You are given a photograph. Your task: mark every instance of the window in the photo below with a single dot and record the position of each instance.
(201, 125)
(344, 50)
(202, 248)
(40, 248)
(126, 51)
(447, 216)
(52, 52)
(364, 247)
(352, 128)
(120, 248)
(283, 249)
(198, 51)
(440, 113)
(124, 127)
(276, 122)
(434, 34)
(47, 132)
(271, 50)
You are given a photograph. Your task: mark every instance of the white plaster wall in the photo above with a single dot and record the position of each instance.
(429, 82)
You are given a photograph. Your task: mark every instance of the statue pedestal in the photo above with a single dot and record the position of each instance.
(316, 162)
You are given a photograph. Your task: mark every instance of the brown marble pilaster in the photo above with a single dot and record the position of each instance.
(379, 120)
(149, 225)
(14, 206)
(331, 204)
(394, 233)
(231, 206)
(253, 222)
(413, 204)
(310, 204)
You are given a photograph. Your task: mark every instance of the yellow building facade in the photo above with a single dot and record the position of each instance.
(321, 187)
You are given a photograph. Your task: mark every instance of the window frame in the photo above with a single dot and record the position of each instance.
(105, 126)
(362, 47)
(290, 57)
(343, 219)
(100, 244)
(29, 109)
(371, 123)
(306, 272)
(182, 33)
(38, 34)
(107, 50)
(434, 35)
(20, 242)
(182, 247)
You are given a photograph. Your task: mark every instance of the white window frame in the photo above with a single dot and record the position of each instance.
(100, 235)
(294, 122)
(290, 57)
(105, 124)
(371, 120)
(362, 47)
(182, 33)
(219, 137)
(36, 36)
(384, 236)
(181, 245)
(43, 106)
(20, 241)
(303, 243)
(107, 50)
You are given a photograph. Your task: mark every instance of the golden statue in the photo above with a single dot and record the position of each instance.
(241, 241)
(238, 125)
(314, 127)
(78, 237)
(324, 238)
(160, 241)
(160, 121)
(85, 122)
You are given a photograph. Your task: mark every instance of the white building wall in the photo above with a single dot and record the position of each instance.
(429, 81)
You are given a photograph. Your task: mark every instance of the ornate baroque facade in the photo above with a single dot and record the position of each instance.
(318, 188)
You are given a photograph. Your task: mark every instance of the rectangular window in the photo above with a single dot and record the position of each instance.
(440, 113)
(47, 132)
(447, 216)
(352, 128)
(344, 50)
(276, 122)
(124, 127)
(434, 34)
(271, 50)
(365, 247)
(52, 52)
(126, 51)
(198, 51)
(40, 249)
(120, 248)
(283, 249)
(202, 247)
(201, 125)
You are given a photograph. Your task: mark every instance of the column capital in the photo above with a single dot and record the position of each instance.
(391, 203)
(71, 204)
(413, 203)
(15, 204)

::::::::::

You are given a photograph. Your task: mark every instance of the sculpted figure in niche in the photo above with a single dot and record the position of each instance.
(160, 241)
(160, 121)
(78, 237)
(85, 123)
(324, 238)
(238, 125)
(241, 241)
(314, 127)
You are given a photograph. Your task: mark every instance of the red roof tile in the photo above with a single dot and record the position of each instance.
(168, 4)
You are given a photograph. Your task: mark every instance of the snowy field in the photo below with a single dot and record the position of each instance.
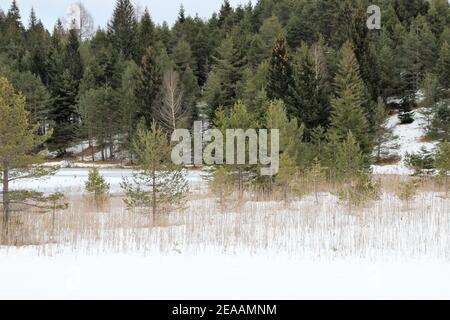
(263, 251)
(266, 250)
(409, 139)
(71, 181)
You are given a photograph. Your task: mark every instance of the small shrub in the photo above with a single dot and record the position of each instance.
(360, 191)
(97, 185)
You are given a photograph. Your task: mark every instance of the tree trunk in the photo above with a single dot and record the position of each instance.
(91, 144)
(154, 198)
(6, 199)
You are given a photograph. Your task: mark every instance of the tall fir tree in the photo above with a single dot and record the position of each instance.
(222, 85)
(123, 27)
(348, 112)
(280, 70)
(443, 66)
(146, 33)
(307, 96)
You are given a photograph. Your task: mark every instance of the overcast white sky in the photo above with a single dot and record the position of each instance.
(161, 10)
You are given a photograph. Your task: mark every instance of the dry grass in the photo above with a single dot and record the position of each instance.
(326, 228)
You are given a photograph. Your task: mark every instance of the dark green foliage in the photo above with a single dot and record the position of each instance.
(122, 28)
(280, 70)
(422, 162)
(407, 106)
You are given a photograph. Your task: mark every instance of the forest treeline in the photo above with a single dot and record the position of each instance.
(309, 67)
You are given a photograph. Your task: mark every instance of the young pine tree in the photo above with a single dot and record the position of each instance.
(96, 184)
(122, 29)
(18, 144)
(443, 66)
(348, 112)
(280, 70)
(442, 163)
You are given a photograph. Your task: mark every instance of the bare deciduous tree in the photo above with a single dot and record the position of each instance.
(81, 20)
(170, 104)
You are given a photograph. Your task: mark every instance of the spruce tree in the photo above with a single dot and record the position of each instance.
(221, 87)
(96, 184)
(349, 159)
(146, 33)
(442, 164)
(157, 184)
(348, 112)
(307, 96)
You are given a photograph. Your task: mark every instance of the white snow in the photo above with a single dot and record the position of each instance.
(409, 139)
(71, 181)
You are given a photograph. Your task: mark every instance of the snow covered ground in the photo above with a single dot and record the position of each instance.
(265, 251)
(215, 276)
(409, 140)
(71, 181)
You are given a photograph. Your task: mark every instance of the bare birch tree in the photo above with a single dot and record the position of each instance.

::::::::::

*BRIEF*:
Count the lines above that contain the string "below", treating uppercase and lowercase letters as different. Reply with the number alone.

*COMPLETE OUTPUT*:
2